Task input below:

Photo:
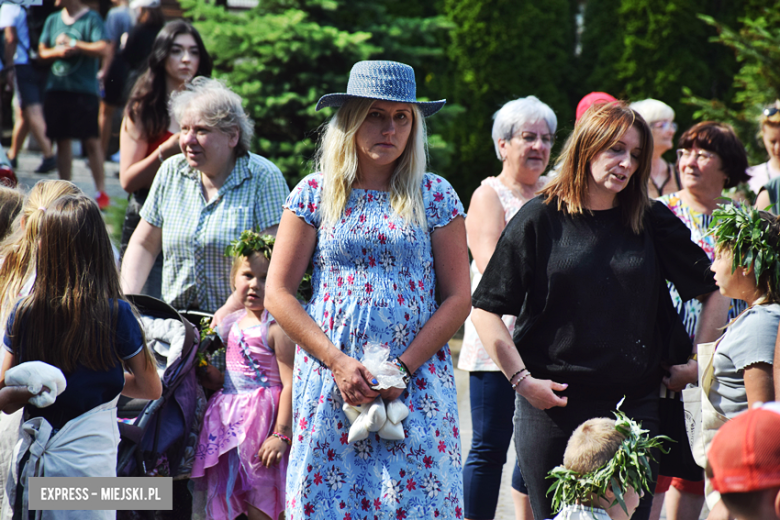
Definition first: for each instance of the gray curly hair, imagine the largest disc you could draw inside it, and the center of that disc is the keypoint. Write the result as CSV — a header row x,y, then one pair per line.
x,y
219,107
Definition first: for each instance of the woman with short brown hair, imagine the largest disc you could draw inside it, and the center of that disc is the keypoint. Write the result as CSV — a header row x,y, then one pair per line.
x,y
583,267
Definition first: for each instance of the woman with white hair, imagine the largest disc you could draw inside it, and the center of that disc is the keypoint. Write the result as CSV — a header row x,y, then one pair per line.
x,y
523,134
202,199
384,236
664,178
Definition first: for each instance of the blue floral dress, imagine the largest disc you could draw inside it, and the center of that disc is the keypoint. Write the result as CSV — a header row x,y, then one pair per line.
x,y
374,282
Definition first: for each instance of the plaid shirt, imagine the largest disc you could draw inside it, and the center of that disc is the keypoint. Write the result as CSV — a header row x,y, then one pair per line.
x,y
195,233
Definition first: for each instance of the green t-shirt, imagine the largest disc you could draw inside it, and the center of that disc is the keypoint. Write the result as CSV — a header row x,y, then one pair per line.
x,y
77,73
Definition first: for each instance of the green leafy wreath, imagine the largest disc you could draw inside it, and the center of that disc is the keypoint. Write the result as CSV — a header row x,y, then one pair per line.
x,y
742,230
629,467
250,242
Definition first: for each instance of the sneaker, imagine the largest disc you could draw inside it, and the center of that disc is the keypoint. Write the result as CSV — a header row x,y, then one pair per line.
x,y
49,164
103,200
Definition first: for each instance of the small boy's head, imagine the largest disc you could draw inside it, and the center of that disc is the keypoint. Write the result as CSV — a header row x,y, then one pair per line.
x,y
600,453
744,463
592,445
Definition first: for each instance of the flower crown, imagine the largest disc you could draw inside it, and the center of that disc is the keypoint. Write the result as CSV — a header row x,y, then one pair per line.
x,y
251,242
629,467
750,238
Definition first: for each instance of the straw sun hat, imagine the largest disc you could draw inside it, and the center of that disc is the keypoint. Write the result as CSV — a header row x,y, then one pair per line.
x,y
385,80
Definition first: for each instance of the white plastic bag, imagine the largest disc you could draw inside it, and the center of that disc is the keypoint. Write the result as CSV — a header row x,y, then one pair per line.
x,y
392,431
42,380
375,359
397,411
351,412
376,415
359,430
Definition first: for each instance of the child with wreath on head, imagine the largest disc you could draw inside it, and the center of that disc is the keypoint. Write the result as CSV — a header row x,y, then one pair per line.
x,y
605,470
241,457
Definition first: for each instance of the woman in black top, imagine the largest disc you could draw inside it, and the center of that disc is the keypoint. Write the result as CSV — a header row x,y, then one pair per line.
x,y
583,267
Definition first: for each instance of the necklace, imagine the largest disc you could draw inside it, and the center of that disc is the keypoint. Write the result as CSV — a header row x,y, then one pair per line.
x,y
516,189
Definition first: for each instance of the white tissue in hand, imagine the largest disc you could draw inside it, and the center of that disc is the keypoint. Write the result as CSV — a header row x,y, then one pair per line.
x,y
376,415
397,411
351,412
42,380
358,430
392,432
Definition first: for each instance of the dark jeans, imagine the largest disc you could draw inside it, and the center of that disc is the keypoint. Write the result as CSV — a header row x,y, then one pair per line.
x,y
541,437
492,407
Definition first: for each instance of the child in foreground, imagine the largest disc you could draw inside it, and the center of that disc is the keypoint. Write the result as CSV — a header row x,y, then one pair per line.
x,y
241,456
744,464
605,470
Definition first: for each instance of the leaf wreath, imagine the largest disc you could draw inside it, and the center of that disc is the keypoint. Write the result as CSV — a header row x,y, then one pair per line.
x,y
629,467
250,242
750,239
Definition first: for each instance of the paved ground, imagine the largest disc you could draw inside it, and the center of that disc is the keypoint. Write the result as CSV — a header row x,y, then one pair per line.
x,y
82,176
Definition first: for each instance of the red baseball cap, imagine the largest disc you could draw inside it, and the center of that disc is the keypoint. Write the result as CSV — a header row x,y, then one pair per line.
x,y
591,99
745,453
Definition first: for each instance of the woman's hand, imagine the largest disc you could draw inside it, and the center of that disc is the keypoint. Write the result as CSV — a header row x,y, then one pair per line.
x,y
681,375
391,394
354,380
272,451
540,393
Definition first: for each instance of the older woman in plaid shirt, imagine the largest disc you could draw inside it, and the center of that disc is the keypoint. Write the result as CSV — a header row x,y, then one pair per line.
x,y
202,199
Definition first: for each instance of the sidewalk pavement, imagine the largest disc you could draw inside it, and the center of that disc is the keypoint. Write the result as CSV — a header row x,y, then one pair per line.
x,y
82,176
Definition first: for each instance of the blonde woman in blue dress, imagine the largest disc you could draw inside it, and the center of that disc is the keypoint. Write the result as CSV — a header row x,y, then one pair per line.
x,y
384,236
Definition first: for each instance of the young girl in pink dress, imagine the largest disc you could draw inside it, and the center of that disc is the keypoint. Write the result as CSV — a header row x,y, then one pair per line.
x,y
241,457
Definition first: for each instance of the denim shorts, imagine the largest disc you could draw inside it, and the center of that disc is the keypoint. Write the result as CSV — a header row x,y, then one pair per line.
x,y
30,82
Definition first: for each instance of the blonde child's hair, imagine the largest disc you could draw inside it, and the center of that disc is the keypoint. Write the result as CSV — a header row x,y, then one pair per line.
x,y
18,249
237,261
11,201
592,445
338,161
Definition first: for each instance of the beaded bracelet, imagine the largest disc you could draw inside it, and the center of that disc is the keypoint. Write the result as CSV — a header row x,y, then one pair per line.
x,y
405,374
282,437
521,379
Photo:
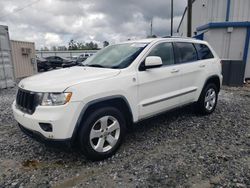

End of Task input.

The records shown above are to be repeated exactly, with the pictures left out.

**Task answer:**
Photo:
Definition first: for each instance of the gray curly hair, imagine the largest disc you could draw inside it, and the center of that disc is the keypoint. Write the result as CSV — a header row x,y, then one pair per line.
x,y
219,107
Definition first: for each instance of the woman with short brown hair, imagine the largest disc you could draw inside it, and the center of that disc is the keypoint. Write the result as CSV — a header row x,y, then one pair per line.
x,y
583,267
Definition first: for each instance of the woman with white hair, imagine the largest disc you could draw inside it, and the center of that disc is the keypoint. Write the result as CSV — a header row x,y, then one pair per line.
x,y
523,134
202,199
384,236
664,178
Definition first: for each instance of the blue floral dress, imagine the largest disc you could draw inside it, and the center of that disc is the keypoint. Write the result as CSV — a header row x,y, then one pair per line.
x,y
374,282
Definition first: for each instance of the plaid shirt, imagine the largest disc you could draw inside it, and the center of that disc is the keypoint. Write the result as CSV — a header row x,y, then one pair per line.
x,y
195,233
Definition first: for each instance of the green t-shirt, imagine the largest disc you could draw inside it, and the center of that disc is the keypoint. Write the result as CSV — a header row x,y, then one pair per line.
x,y
77,73
Definition first: for each instance of the green leafy wreath, imagine the largest disc you could draw inside it, and the center of that disc is the keypoint. Write the result as CSV — a header row x,y, then one pair per line.
x,y
742,230
629,467
250,242
Definition first: for each instance of the sneaker, imagine the largest disc you could draw inside it, and the center of that disc is the keypoint. Write the result as CSV — a header row x,y, then one pair per line.
x,y
49,164
103,200
Definition first: for each instance of the small boy's head, imagine the largest disc you could draw inside it, and the center of that disc is the keypoint. Write the result as CSV — a header row x,y, then one pair per line.
x,y
600,453
744,463
592,445
Definition first: for each instance of the flower crown, imagine the largest disc you could draw inside it, and the center of that disc is the keypoint. Write the result as CSV — a header row x,y, then one pair per line.
x,y
251,242
629,467
750,238
Definition first: for each instance of the straw sun hat, imagine the largest disc you could draw inside it, and the center of that disc is the keypoint. Write the result as CSV — a header row x,y, then one pair per line.
x,y
385,80
Definition first: for each instance of the white plastic bag, imagine the largest disc you could draw inside it, and the center of that disc is the keypoint. Write the result as CSV — a header row x,y, then one pair per line.
x,y
392,431
42,380
375,359
397,411
351,412
376,415
359,430
Definition first: for each instance of the child with wreath on head, imagine the largest disc you could draw inside it, and the center of that disc is the keypoint. Write the result as CSV — a header row x,y, then one pair per line.
x,y
605,470
241,457
Definition first: for each instance of the woman in black top, imagine the largest disc you could draw inside it, and the center of that disc is the keypoint. Write the result as CSV — a header row x,y, then one pair per line.
x,y
583,267
Definition first: for each instance of the necklace, imagine the largest disc you could draw inside it, and the center of that disc is the keypoint. Write the result as CSV — a header row x,y, then one pair per line.
x,y
516,189
Definition first: for each instance of the white tissue in hand, imagine the largest disc you could draw inside it, and the center of that disc is the keypoint. Write the result as CSV — a header row x,y, then one pair per line.
x,y
376,415
397,411
351,412
42,380
358,430
392,432
Definition first: for each instance of the dark jeans, imagine the largest disc you could draw inside it, and the center of that disc is the keypoint. Write the result as CSV — a header row x,y, then one pair per line.
x,y
541,437
492,407
Definition first: for each instance of the child in foreground, imagine the largest disc you could draw inside it, and the center of that disc is the keypoint. Write the result as CSV — a header row x,y, then one pair per line.
x,y
241,456
744,464
605,470
Definition first: for each instance of the leaf wreath, imagine the largest disc you could draw inside it, and the center of that disc is the keypoint. Write the result as CSV — a header row x,y, then one pair per line.
x,y
629,467
250,242
750,239
Definition first: for each instance of the paved ground, imagine the largest disc you could draw inside it, and the center of that disc is the keypoint. Write the result as CSV — a header row x,y, then one pair per line.
x,y
82,176
Definition first: for each instance of the red baseball cap, imagine the largest disc you could draw inside it, and the center of that disc is the keypoint. Write the result as CSV — a header row x,y, then one pair per line.
x,y
591,99
745,453
Definition first: for each instance of the woman's hand, imagine the largest disc you could draw inside it, and the center of that disc is the keypoint. Write the result as CSV — a header row x,y, then one pair per line.
x,y
681,375
391,394
354,380
272,451
540,393
Definition first: for each instance of the older woman in plaid shirt, imagine the largest disc you could draw inside it, and the center of that disc is the keypoint. Write the result as CSV — a header row x,y, then one pair per line.
x,y
202,199
Definition first: for each instance of the sidewalk pavement, imagine the largest disc you could draw inside it, and the center of that disc is the keypoint. Write the result as CSV — a header row x,y, then one pair per line.
x,y
82,176
Definition first: for each instance of the blonde woman in blue dress, imagine the largest disc you could draw inside it, and the center of that disc is the keypoint. Write the result as CSV — a header row x,y, then one pair per line.
x,y
384,236
Definition first: for each instance of the young girl in pink dress, imagine the largest disc you could draw inside it, and the center of that disc is the keypoint. Write the result as CSV — a header row x,y, then one pair per line.
x,y
241,457
Definition first: for each instance of the denim shorts, imagine the largest disc you could draw inside it, and the center of that disc is the keypoint. Write the result as CSV — a header row x,y, then one pair per line.
x,y
30,82
Definition first: for each instance of the blonde child's hair, imagine the largest disc you could draw inside it, and the center of that disc is the keypoint. Write the result as CSV — a header row x,y, then one pair per line.
x,y
18,249
237,261
11,201
592,445
338,161
Definition first: for each instance of the beaded bracelet, imagine the largest disc you could draw inside it, and the center of that disc is the keypoint. Write the result as CSV — a header row x,y, then one pair per line.
x,y
405,374
282,437
521,379
Photo:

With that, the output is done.